Rewrite all of the rows below as a Markdown table with the columns Line and Entry, numbering each line and skipping blank ones. Leave the pictures out.

=== Recorded information ===
──────
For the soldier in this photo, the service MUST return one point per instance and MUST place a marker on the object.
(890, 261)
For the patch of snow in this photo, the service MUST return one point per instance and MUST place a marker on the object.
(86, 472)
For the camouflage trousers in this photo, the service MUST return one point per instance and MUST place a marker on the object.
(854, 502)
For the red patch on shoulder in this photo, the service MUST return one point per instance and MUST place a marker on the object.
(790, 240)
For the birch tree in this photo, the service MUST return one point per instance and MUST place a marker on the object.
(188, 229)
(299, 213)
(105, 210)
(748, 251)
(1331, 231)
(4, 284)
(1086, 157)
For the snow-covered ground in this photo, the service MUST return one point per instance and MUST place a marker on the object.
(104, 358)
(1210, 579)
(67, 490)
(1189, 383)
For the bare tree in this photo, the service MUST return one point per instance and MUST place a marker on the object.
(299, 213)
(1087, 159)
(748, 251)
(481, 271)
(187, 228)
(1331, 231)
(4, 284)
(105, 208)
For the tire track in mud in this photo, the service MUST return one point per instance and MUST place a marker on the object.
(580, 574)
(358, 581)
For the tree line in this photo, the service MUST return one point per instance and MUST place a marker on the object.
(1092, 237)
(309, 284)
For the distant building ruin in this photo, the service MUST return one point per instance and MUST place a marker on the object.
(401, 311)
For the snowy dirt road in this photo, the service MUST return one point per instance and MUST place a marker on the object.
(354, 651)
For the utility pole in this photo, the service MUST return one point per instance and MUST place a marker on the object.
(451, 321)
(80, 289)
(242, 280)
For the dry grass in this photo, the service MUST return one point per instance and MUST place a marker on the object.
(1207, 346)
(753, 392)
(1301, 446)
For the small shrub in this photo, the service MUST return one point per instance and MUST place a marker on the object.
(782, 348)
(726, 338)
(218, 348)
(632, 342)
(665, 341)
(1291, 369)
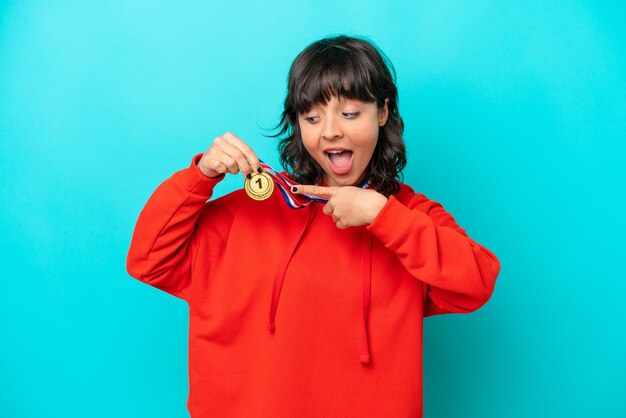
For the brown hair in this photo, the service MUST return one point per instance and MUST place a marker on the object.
(350, 67)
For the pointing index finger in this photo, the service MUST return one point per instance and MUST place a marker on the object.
(319, 191)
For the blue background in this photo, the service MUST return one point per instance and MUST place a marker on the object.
(515, 119)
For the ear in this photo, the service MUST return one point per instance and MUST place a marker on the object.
(383, 113)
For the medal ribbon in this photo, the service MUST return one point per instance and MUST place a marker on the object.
(296, 201)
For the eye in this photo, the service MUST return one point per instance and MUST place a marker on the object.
(310, 119)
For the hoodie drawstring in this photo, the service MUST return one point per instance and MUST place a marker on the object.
(282, 269)
(366, 252)
(366, 273)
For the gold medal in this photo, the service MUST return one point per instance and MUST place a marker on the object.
(260, 186)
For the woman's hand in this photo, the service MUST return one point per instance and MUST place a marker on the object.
(348, 205)
(230, 154)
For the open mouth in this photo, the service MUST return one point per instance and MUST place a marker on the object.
(340, 160)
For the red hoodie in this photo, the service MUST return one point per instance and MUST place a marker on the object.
(290, 316)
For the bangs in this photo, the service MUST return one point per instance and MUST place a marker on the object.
(335, 73)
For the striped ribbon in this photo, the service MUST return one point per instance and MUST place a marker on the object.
(296, 201)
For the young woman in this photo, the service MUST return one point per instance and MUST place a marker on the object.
(312, 308)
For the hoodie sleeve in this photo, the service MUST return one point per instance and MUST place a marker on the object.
(458, 274)
(163, 241)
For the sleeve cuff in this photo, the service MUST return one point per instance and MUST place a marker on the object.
(194, 181)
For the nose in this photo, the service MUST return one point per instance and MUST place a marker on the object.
(332, 129)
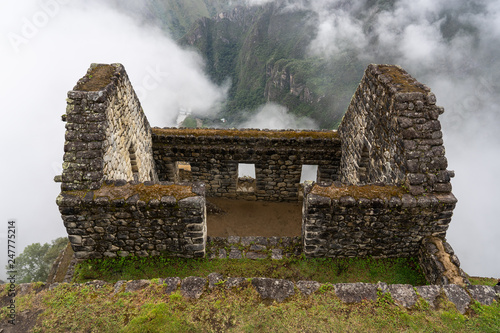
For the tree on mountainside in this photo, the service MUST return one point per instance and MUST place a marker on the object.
(34, 263)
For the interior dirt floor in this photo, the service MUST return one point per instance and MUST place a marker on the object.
(227, 217)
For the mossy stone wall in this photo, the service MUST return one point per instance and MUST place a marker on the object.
(108, 137)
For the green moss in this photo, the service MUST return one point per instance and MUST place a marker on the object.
(247, 133)
(146, 193)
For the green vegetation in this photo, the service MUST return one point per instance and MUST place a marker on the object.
(400, 270)
(189, 122)
(475, 280)
(266, 57)
(70, 308)
(36, 260)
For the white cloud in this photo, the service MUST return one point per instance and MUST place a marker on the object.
(275, 116)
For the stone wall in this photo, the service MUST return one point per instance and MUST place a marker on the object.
(127, 218)
(107, 134)
(440, 264)
(391, 134)
(378, 221)
(278, 157)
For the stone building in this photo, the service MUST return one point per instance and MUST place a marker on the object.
(382, 187)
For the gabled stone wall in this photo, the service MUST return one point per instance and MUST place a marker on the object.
(107, 134)
(278, 157)
(390, 139)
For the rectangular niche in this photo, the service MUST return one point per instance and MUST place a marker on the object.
(183, 171)
(309, 173)
(246, 178)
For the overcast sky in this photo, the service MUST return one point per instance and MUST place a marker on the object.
(47, 45)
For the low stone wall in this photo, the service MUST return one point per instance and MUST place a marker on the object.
(378, 221)
(108, 137)
(391, 133)
(278, 157)
(123, 218)
(439, 263)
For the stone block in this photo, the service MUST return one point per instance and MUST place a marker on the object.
(483, 294)
(136, 285)
(403, 294)
(429, 293)
(171, 284)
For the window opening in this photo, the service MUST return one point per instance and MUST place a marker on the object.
(363, 165)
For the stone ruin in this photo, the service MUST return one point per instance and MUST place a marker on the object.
(382, 187)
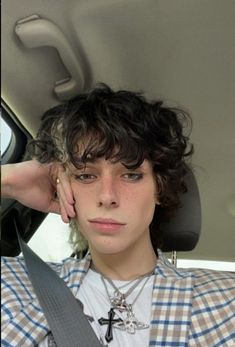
──────
=== Worked answer ===
| Line | Entry |
|---|---|
| 1 | For the soldier in this photo, the service MUST return one point per instance and MUST place a marker on the object. |
| 2 | (890, 261) |
| 3 | For the patch of snow in this photo, the service MUST return one point per instance and MUST place a marker on the object. |
| 4 | (86, 472) |
| 5 | For the camouflage trousers in this photo, the service MUST return one point per instance and MUST place a marker on the object. |
| 6 | (854, 502) |
| 7 | For the red patch on shoulder in this photo, the service MUST return one point per instance and MUST place a marker on the object. |
| 8 | (790, 240) |
| 9 | For the birch tree in this photo, the service MUST return one point per instance and MUST place a marker on the object. |
| 10 | (188, 229) |
| 11 | (299, 213) |
| 12 | (105, 210) |
| 13 | (748, 251) |
| 14 | (1331, 231) |
| 15 | (4, 284) |
| 16 | (1086, 157) |
| 17 | For the snow-covered ground in this photo, the service MUST return one point per instance and MUST place a marker on the object. |
| 18 | (104, 358) |
| 19 | (1210, 579) |
| 20 | (67, 490) |
| 21 | (1189, 383) |
| 22 | For the bare tree in this photo, the service MUST return one point per instance and MUST place a marker on the object. |
| 23 | (299, 213) |
| 24 | (1087, 159) |
| 25 | (748, 251) |
| 26 | (481, 271) |
| 27 | (187, 228) |
| 28 | (1331, 231) |
| 29 | (4, 284) |
| 30 | (105, 208) |
| 31 | For the tire track in mud in this photo, the service MUST return one point per instance and MUST place a marker on the object. |
| 32 | (580, 574) |
| 33 | (358, 581) |
| 34 | For the tree line in this photo, the service MUST return one point per instance and MUST place a marker on the object. |
| 35 | (1092, 237) |
| 36 | (309, 284) |
| 37 | For the distant building ruin in this photo, the service MUST return one point per instance and MUST place a marker on the object. |
| 38 | (401, 311) |
| 39 | For the snowy dirt road in this photo, the service MUST return one point per instance and MUST place a marker on the object. |
| 40 | (354, 651) |
| 41 | For the utility pole in this photo, the service MUST return one point per instance and MUST place a marker on the object. |
| 42 | (451, 321) |
| 43 | (80, 289) |
| 44 | (242, 280) |
| 45 | For the dry grass in this photo, the service MUST return one point per instance and MUST place a marker on the object. |
| 46 | (1207, 346) |
| 47 | (753, 392) |
| 48 | (1301, 446) |
| 49 | For the small shrub in this photo, the service MUST return one point per instance and MUST place a marker on the object. |
| 50 | (782, 348) |
| 51 | (726, 338) |
| 52 | (218, 348) |
| 53 | (632, 342) |
| 54 | (665, 341) |
| 55 | (1291, 369) |
| 56 | For the brown hair in this photo, the service MUST return one point per instance and MUST place a marker on the object. |
| 57 | (350, 67) |
| 58 | For the pointing index finger in this photo, the service MUST return one point per instance and MUST place a marker on the object. |
| 59 | (319, 191) |
| 60 | For the blue background in this photo, the service MUST return one point per instance and MUST place a marker on the object. |
| 61 | (515, 119) |
| 62 | For the ear in this photo, the service MUST return one point per instance and MUST place a marker on the object. |
| 63 | (383, 113) |
| 64 | For the medal ribbon in this photo, the service MUST return one point per instance and MUST place a marker on the object. |
| 65 | (296, 201) |
| 66 | For the eye in this photo, the service MUST return one point per instance and MUST place a marker on the object. |
| 67 | (310, 119) |
| 68 | For the hoodie drawstring in this photo, the service MUST return one point per instance and MUST place a marker on the object. |
| 69 | (282, 269) |
| 70 | (366, 252) |
| 71 | (366, 273) |
| 72 | For the gold medal in this photo, the service MUST return one point per instance and MUST place a marker on the object. |
| 73 | (260, 186) |
| 74 | For the woman's hand in this photo, the service MUST return one point per instance and MUST place a marker on the object. |
| 75 | (348, 205) |
| 76 | (230, 154) |
| 77 | For the open mouth in this photo, the service MUST return one point per instance and MUST place a marker on the object. |
| 78 | (340, 160) |
| 79 | For the red hoodie in this photo, the service MUST return one point per instance and MUST place a marker on the object. |
| 80 | (290, 316) |
| 81 | For the bangs in this photo, the service MUST return one point per instance and MUST place a marker on the object. |
| 82 | (335, 73) |
| 83 | For the striped ribbon in this photo, the service MUST return one point per instance and MUST place a marker on the object. |
| 84 | (296, 201) |
| 85 | For the young woman in this photo, the service MUST return one point per instance and MUST place a marker on the object. |
| 86 | (312, 308) |
| 87 | For the hoodie sleeve in this photo, the service MUST return one point per instance and MUST place a marker on the object. |
| 88 | (458, 274) |
| 89 | (163, 241) |
| 90 | For the sleeve cuff in this photo, the service MUST return one point per instance and MUST place a marker on the object. |
| 91 | (194, 181) |
| 92 | For the nose in this photo, the service MUST return one point per instance and MUST place a marker on the object. |
| 93 | (332, 129) |
| 94 | For the tree on mountainside in this photo, the service MUST return one point per instance and MUST place a marker on the object. |
| 95 | (34, 263) |
| 96 | For the interior dirt floor in this photo, the service MUST return one point per instance and MUST place a marker on the object. |
| 97 | (227, 217) |
| 98 | For the mossy stone wall in this photo, the service MUST return one point per instance and MUST place a marker on the object. |
| 99 | (108, 137) |
| 100 | For the green moss in this photo, the service MUST return one point per instance and MUST place a marker on the object. |
| 101 | (247, 133) |
| 102 | (146, 193) |
| 103 | For the green vegetation in this photo, the service MUST return one point per instance and MUST place a marker on the object. |
| 104 | (400, 270) |
| 105 | (189, 122) |
| 106 | (475, 280) |
| 107 | (266, 57) |
| 108 | (70, 308) |
| 109 | (36, 260) |
| 110 | For the white cloud in this photo, the service MUST return one point per instance and MUST place a marker on the object. |
| 111 | (275, 116) |
| 112 | For the stone wall in this photo, the service MUST return one point per instance and MUST place a marker on the object. |
| 113 | (127, 218) |
| 114 | (107, 134) |
| 115 | (440, 264) |
| 116 | (391, 134) |
| 117 | (378, 221) |
| 118 | (278, 157) |
| 119 | For the stone building in this photo, the service MUST return one point per instance and MUST place a marker on the object. |
| 120 | (382, 187) |
| 121 | For the gabled stone wall in this photo, the service MUST return one point per instance and MUST place a marker on the object. |
| 122 | (107, 134) |
| 123 | (278, 157) |
| 124 | (390, 139) |
| 125 | For the rectangular niche in this photo, the service MUST return one point per instance and MUST place a marker on the object. |
| 126 | (183, 171) |
| 127 | (309, 173) |
| 128 | (246, 178) |
| 129 | For the overcast sky in this photo, the service MUST return one point per instance and MUST place a marker on the object. |
| 130 | (47, 45) |
| 131 | For the low stone wall in this photo, the service MUST return one point per instance and MUST place a marker on the object. |
| 132 | (378, 221) |
| 133 | (108, 137) |
| 134 | (391, 133) |
| 135 | (278, 157) |
| 136 | (123, 218) |
| 137 | (439, 263) |
| 138 | For the stone block in this photo, the service MUST return one point per instance and MUST place a marker on the object. |
| 139 | (483, 294) |
| 140 | (136, 285) |
| 141 | (403, 294) |
| 142 | (429, 293) |
| 143 | (171, 284) |
| 144 | For the window opening in this photo, the service MUST return one point per instance and MUST place a marker on the object. |
| 145 | (363, 165) |
| 146 | For the stone ruin in this photo, the service MUST return one point per instance and MUST place a marker on the object. |
| 147 | (382, 187) |